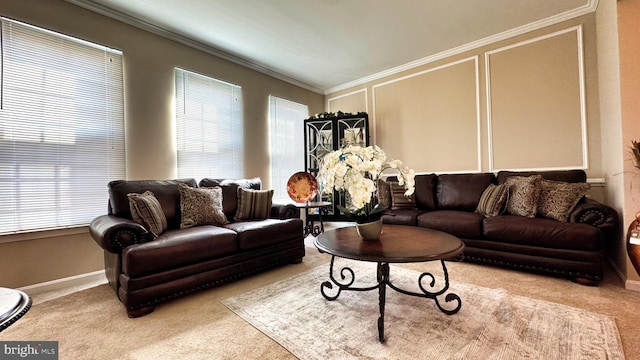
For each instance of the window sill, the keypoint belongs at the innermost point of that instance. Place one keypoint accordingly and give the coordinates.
(43, 234)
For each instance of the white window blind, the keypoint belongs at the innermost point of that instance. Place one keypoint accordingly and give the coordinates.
(208, 127)
(61, 128)
(286, 142)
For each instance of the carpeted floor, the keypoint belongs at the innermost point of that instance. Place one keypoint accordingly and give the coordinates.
(92, 324)
(491, 324)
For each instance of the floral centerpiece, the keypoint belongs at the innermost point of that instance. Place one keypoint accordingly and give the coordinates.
(355, 170)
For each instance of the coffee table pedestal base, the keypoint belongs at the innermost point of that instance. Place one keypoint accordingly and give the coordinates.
(348, 278)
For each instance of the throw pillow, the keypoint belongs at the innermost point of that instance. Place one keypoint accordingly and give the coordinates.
(524, 193)
(398, 200)
(493, 200)
(147, 211)
(558, 198)
(201, 206)
(253, 204)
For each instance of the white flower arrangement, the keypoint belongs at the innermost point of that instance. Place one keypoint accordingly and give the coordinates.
(356, 170)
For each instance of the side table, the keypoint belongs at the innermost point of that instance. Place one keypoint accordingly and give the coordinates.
(310, 227)
(13, 305)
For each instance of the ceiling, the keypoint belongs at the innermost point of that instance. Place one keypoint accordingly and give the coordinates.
(327, 45)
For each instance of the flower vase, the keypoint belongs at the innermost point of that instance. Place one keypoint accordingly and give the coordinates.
(370, 231)
(633, 243)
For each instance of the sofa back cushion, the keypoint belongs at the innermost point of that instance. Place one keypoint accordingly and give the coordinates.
(571, 176)
(166, 191)
(461, 191)
(230, 191)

• • • • • • •

- Short problem: Can you copy the whole listing above verbatim, every line and every coordinate pair, with the pictures left out?

- Solution to the problem:
For each instance of the window sill, the keypoint belongs at the innermost point of that instance. Place one keypoint accordingly and give the coordinates.
(43, 234)
For each instance of the white window blind, the keypoint belongs at the innermost point of that instance. Place one keypoint accordingly and give the coordinates.
(208, 127)
(61, 128)
(286, 142)
For each instance of the carpeted floor, the keypoint belongs at the innermost point of that instance. Place one keypoint accordingly and give the coordinates.
(92, 324)
(491, 324)
For each instance of the floral centerpiece, the keypoint belongs at the innermost point of that instance. Place one keypoint accordingly and give the coordinates.
(355, 170)
For each instance of the coffee table pedestal base, the keypoint belongs at the innermost point of that instance. Place one keypoint accordingly and give the coordinates.
(348, 278)
For each instance of the throw pillow, the keypoint belongs at the innermost point of that instance. Place one keypoint accordingly and give the coordinates.
(524, 193)
(398, 200)
(493, 200)
(147, 211)
(558, 198)
(201, 206)
(253, 204)
For each instance of the white flower arrangement, the keypoint belongs at the innermost point of that instance. Place one keypoint accordingly and give the coordinates.
(356, 170)
For each instance of the side table, the keypoint belongs at the innermost point of that instance. Place one keypoint accordingly and give the coordinates.
(310, 227)
(13, 305)
For each instance of the ceiling, the keypoint belongs at the innermost point of that instance. Place one keypoint accordingly and give the coordinates.
(327, 45)
For each instance of the flower vase, the keypoint belongs at the innermost point of that instance. Place one keypoint accordingly and give the coordinates.
(370, 231)
(633, 243)
For each instance of the sofa back cushion, the keypoint belongs at the innermost point of that instance. Place one keypoint accordingly and give the coordinates.
(571, 176)
(166, 191)
(461, 191)
(230, 191)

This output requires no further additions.